* **Given passage**:
The reason the Torah publicizes her disgrace when it avoids even mentioning the disgrace of animals.
 

Synopsis:

"There Was But One"
At the conclusion of the portion Emor the Torah relates:417 "The son of an Israelite woman went out -- and he was the son of an Egyptian man with whom the woman had an illicit relationship ... The Israelite woman's son pronounced the Name and blasphemed and he was brought to Moshe; his mother's name was Shelomis, daughter of Divri..."
Our Sages note,418 that this teaches us that "the Jewish people as a whole are not suspect of engaging in illicit relationships" -- "It makes known the praise of Israel. From amongst them all, there was but this one woman who engaged in such an act, and the verse publicized and specifically mentioned her name."

* **Given request 1**: Copy the rows below word for word, starting with the line that contains "Practice. Spot the blue" and going on through the last line of the rows.

* **Rows**:
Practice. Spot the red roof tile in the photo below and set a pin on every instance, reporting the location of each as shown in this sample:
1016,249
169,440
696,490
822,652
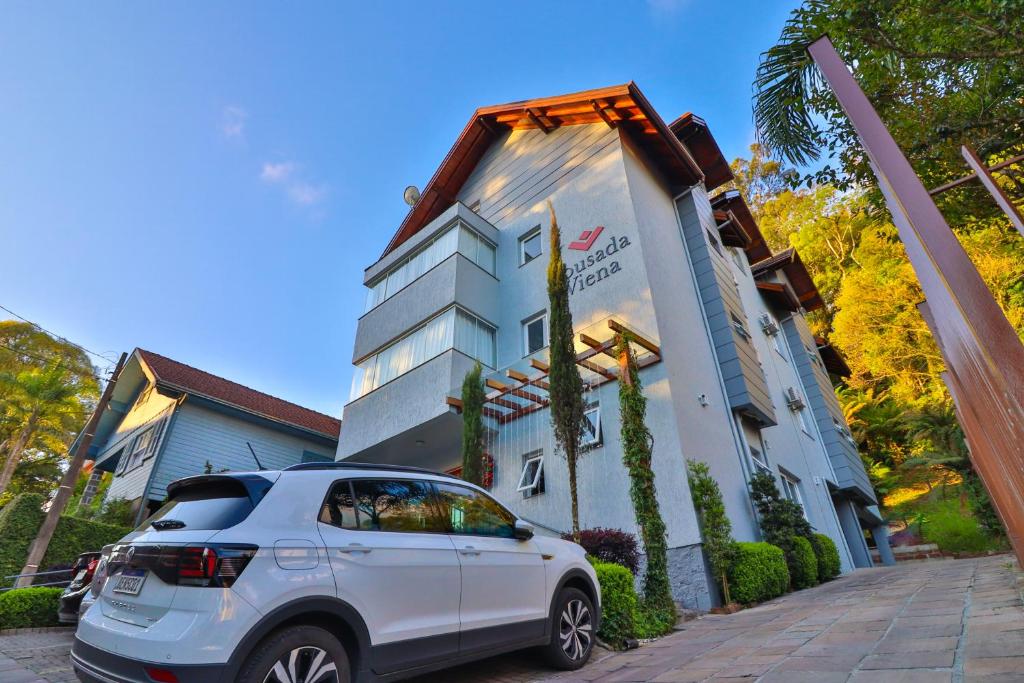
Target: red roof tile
202,383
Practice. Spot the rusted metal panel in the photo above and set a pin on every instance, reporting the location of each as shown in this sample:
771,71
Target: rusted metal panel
982,352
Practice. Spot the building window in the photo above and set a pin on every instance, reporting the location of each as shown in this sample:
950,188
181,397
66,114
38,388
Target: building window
535,334
459,238
592,426
759,461
531,478
713,239
139,449
453,329
791,488
529,246
740,329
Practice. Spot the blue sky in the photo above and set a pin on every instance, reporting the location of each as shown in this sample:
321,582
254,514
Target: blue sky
208,180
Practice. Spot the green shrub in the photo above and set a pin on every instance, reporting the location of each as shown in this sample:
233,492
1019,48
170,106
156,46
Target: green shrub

* **Given request 2**: Reproduce the Torah commentary passage at the top word for word.

* **Written solution 1**:
Practice. Spot the blue sky in the photo above and set a pin on every instance, reporting the location of each as shown in this sample:
321,582
254,514
Target: blue sky
208,180
Practice. Spot the green shrub in the photo above and set a pin on every instance, reporting the location of each as shown in this sample:
233,492
1019,48
170,106
156,46
Target: green shrub

* **Written solution 2**:
The reason the Torah publicizes her disgrace when it avoids even mentioning the disgrace of animals.
 

Synopsis:

"There Was But One"
At the conclusion of the portion Emor the Torah relates:417 "The son of an Israelite woman went out -- and he was the son of an Egyptian man with whom the woman had an illicit relationship ... The Israelite woman's son pronounced the Name and blasphemed and he was brought to Moshe; his mother's name was Shelomis, daughter of Divri..."
Our Sages note,418 that this teaches us that "the Jewish people as a whole are not suspect of engaging in illicit relationships" -- "It makes known the praise of Israel. From amongst them all, there was but this one woman who engaged in such an act, and the verse publicized and specifically mentioned her name."